» Consignes
A. Répondez aux questions suivantes à partir du texte sur l'« État des juifs ».
(i) À quoi le devoir de vérité exige-t-il de lier la possible création d'un futur « État des juifs » ?
(ii) Selon le texte, qui pensait que cette création était une erreur ?
(iii) Quelle formule entre guillemets le texte cite-t-il au sujet de la façon de vivre heureux ?
B. Reproduisez sans rien changer le passage du texte sur l'« État des juifs » qui commence aux mots « Le devoir de » et s'arrête après les mots « et même raisonnable ! ».
C. Rédigez la suite du texte sur l'« État des juifs », en reprenant après sa dernière phrase.

» Texte proposé
Le devoir de vérité exige de lier la possible création d’un futur « État des juifs » à l’antisémitisme. Si tant est que, comme le pensaient bourgeois et notables assimilés de France et d’Angleterre, cette création, particulièrement à cet endroit du globe terrestre, était, demeure une erreur, une faute, enfin un acte susceptible de changer de nature – du salut au crime –, quelque chose devait être tentée pour arracher les juifs de l’est de Europe à l’inhumaine condition qui leur était impartie - la faute à Hadrien, à l'Église, ses pères, ses refusants, aux tsars ou au destin à la Banque et j’en passe ? - dans l’indifférence des nations.
“Rien aux juifs en tant que nation et tout pour les individus “. « Pour vivre heureux, vivons cachés » Le programme semble beau et même raisonnable !

» Données fournies

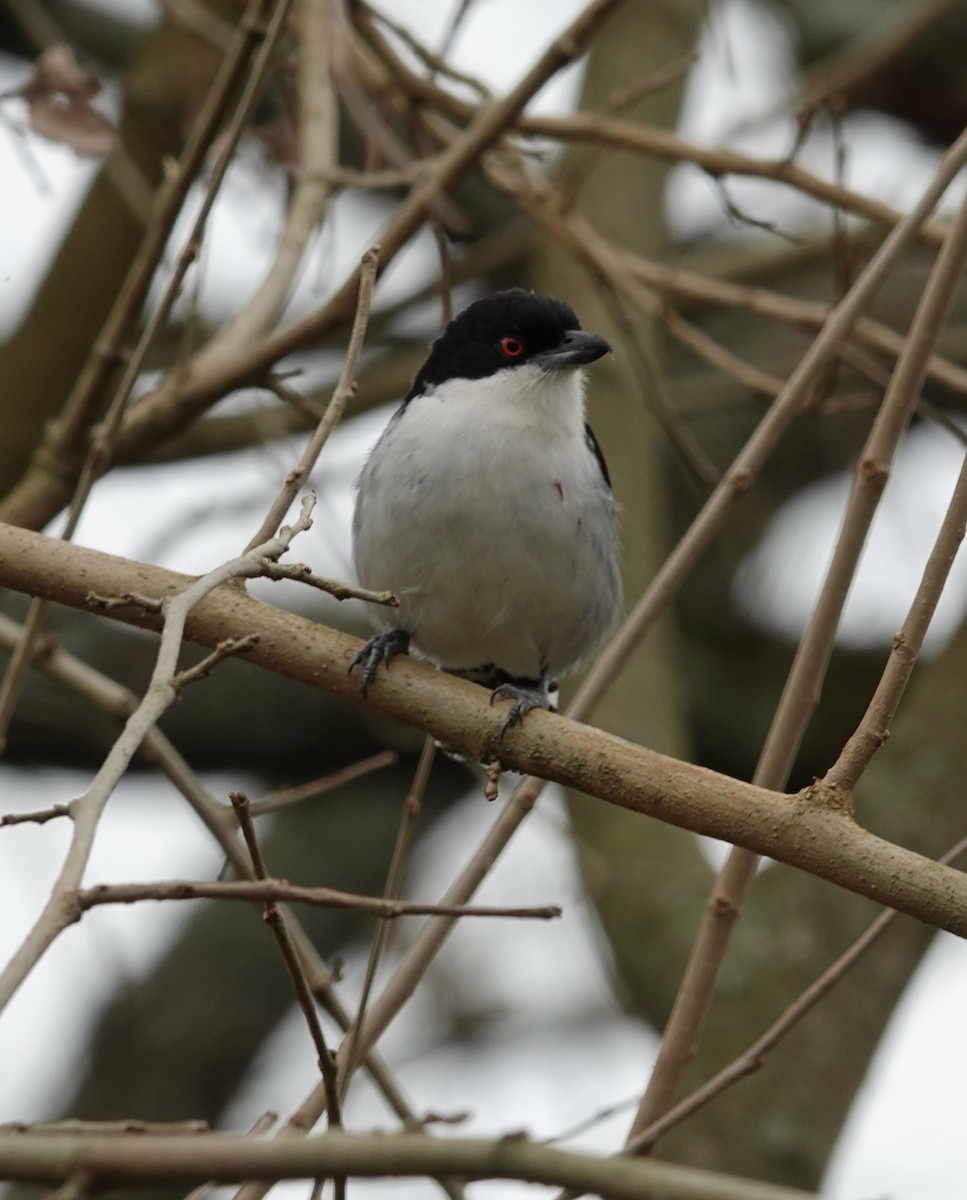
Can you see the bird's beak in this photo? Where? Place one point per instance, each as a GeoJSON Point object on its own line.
{"type": "Point", "coordinates": [575, 349]}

» Corrigé des exercices
A.
(i) À l'antisémitisme.
(ii) Les bourgeois et notables assimilés de France et d'Angleterre.
(iii) « Pour vivre heureux, vivons cachés ».

B.
Le devoir de vérité exige de lier la possible création d’un futur « État des juifs » à l’antisémitisme. Si tant est que, comme le pensaient bourgeois et notables assimilés de France et d’Angleterre, cette création, particulièrement à cet endroit du globe terrestre, était, demeure une erreur, une faute, enfin un acte susceptible de changer de nature – du salut au crime –, quelque chose devait être tentée pour arracher les juifs de l’est de Europe à l’inhumaine condition qui leur était impartie - la faute à Hadrien, à l'Église, ses pères, ses refusants, aux tsars ou au destin à la Banque et j’en passe ? - dans l’indifférence des nations.
“Rien aux juifs en tant que nation et tout pour les individus “. « Pour vivre heureux, vivons cachés » Le programme semble beau et même raisonnable !

C.
Relisons Léo Strauss, son maître ouvrage, La persécution et l'art d’écrire, paru aux USA en 1953, traduit et sorti dans l’indifférence générale en France en 1989 pour tenter de donner sens à la plus sybilline des injonctions : car enfin que signifie être juif comme individu, quand chaque fragment de la Torah hurle l’absurdité de la chose ? Le moyen d’être juif pour soi, quand pour tout acte, religieux, juridique ou sociétal, un quorum est requis ? Quand nul ne prie, ne fait serment et ne se porte garant, qu’en présence d’un tiers ? Chez ces gens-là, lecteur, le repentir, la joie, la soumission à Dieu sont actions collectives. Ce dieu, unique en sa solitude, n’est pas là pour exaucer les prières de Salomon ou de David, mais pour garantir à la Cité humaine une loi et au mortels, la nécessité d’un ordre pour faire face au chaos. Le programme concordataire, issu de la Révolution de France, signifiait : À nos fils et à nos filles, avec amour et abjection, les convaincre de devenir Personne, à l’instar d’Ulysse ; de B. Traven ; du très vieux Vitali1, jetés sur les routes de l’exil, des faussaires magnifiques. Les convaincre de conserver, enfouies aux tréfonds de leurs âmes, les valeurs ancestrales de la sainte Torah, loin de la Synagogue, des Sanhédrin et des places publiques.

A jamais marranes.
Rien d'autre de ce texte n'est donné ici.